▶ Task goal
Return the listing in full. Keep every word as it stands.
### The data ###
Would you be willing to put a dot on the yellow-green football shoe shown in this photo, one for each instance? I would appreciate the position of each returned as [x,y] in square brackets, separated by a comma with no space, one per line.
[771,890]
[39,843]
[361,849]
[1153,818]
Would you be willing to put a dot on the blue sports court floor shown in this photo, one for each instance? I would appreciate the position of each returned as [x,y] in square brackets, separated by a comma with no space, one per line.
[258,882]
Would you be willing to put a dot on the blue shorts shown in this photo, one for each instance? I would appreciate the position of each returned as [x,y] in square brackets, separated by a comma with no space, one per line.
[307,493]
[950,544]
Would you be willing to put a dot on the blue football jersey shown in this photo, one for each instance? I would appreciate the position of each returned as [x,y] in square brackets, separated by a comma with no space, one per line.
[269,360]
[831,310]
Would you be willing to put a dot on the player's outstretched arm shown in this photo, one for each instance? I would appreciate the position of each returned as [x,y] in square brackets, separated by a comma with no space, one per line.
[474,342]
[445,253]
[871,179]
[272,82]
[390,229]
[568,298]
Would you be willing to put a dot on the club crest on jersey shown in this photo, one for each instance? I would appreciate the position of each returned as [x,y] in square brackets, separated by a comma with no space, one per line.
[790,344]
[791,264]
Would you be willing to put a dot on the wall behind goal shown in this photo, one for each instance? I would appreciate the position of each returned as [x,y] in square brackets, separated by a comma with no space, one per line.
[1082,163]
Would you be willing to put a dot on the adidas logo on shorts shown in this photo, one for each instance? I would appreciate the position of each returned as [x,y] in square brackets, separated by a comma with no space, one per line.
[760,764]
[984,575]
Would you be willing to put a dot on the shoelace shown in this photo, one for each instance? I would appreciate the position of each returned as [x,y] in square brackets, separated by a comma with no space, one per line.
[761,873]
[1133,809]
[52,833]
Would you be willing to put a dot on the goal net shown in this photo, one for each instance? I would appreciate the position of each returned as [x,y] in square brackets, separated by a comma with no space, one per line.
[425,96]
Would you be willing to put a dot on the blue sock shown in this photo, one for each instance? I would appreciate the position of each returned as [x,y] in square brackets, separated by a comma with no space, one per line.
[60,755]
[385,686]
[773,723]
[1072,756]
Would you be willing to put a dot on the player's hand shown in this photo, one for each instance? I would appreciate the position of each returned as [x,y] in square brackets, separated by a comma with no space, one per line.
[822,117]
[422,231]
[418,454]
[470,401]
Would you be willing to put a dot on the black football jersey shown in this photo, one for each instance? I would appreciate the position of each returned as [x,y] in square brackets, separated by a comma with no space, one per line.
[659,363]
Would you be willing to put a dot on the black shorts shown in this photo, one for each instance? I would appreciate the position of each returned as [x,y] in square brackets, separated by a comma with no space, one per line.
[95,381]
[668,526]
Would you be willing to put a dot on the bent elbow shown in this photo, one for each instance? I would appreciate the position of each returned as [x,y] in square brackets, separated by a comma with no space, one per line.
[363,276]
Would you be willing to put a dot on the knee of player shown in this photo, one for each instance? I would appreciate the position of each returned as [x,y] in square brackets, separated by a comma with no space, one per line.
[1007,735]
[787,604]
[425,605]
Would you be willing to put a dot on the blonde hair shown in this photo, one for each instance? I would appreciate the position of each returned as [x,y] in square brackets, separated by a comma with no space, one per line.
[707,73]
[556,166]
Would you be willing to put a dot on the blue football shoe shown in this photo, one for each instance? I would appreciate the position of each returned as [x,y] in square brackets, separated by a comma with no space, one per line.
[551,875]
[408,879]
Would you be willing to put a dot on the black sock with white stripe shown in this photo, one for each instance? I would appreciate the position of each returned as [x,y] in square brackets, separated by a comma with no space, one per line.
###
▶ Result
Would you be willing to put a dot on the yellow-green football shoe shown in this photo, one for each instance? I would appreciate the position of each returned as [x,y] in square brackets, separated by a comma with no space, one per line.
[771,890]
[39,843]
[361,849]
[1153,818]
Would you be willing to put a dot on the blue sports court floor shown in this photo, one for each instance? I would appreciate the position of each returned as [x,y] in square brackets, separated by a comma with no space, one per line.
[258,882]
Would you be willing to put a dot on the blue shorts shown in this photo, one for each instance? I would appreciate the position of each returned as [x,y] in square brackets, separated by a comma with no space, one per line.
[307,493]
[950,544]
Would you be willing to put a dot on the blue football jersey shown in this photo, one for each instance? I would appreciate the position of each returned as [x,y] in square brackets, separated by a comma with no space, one per line.
[269,360]
[831,310]
Would you be willing to put a dot on the player's outstretched arm shown in this photo, one for each instance? I would appreciate the position of each returned as [x,y] in square brackets, separated by a comma with no space, one per line.
[474,342]
[445,253]
[871,179]
[272,82]
[390,229]
[568,298]
Would you be willing to put a dot on the club crest on jersey shown in this photo, one for each instance? I would appreciate the position of each returned as [x,y] in square brackets, separated by a comma with no space, one per line.
[790,344]
[791,264]
Would you be willing to put a dot on the wall behind goal shown in this photo, one for each instance? I would appreciate the position of each returned as [x,y] in square brackets, separated by a comma with no space, one per line.
[1082,163]
Would you be willing to put a dot on the adidas logo on shorts shown in this photo, one for each instance? I would appreciate the position of each returned as [x,y] in square brackets, separated by a comma with no space, one per line.
[760,764]
[984,575]
Would you be willing to put a dot on the shoelace shown in this photo, one for each instance? I would appreciate the position of each returned as [x,y] in square brackets, separated by a comma with no space, one per line.
[761,873]
[1133,809]
[52,833]
Would you be willing to put a dot on the goal net shown in this photo, one for each instance? I would appreciate the position of each returned as [x,y] in square brackets, separated by a comma with no space, one per line.
[425,96]
Would you be willing to put a dot on the blue sock shown in this photo, one for each instance? I would appreciate the position of each returned as [x,y] in square brackets, separated by a comma with no space, one per line.
[60,755]
[385,686]
[773,723]
[1072,756]
Would you be willing to put a dot on the player's hand shown in this photo, one for each instance? I would appreciate the position of each returned as [x,y] in square brackets, separated by a comma with no space, one per line.
[822,117]
[422,231]
[418,454]
[470,401]
Would you be willing to put a dot on the black football jersey shown in this photo, one for each instance? I would appreciate the position of each returned as [x,y] in square brackets, separated by a comma with no space, one per line.
[659,363]
Would you be willing to put a dot on the black shorts shown in this photo, one for each instance? I would appreciate the position of each returned as [x,y] in square brackets, separated by a comma with no space, one per line.
[95,381]
[668,526]
Would you be willing to put a dot on the bent elbow shown in this photo, one for each instance? I would appreciate the position of each returned as [x,y] in square brackets, separated by a comma with no space, one per line.
[363,276]
Would you be willing to put a dot on the knee of player shown in this photo, one for each instance? I would appreciate the position of each returned as [x,y] in square brackets, separated by a comma with no space, one per line.
[1007,735]
[787,604]
[425,605]
Would you be willing to put a dot on the blonde hair shown in this photo, one for each instance? I would appreciate the position of each returned as [x,y] in square brackets, separated by a comma with no space, one per line.
[707,73]
[556,166]
Would you be willing to put a dot on the blue football shoe shown in this photo, one for each instance? I would appreciate the position of each returned as [x,y] in square brackets, separated by a comma with no space, one per line.
[551,875]
[408,879]
Would you be willing to put a dot on the black sock with white stripe shown in this photo, one for each instance? I would appreciate the position of each returned as [x,y] in square brackets, separated by a comma with no space, one per line.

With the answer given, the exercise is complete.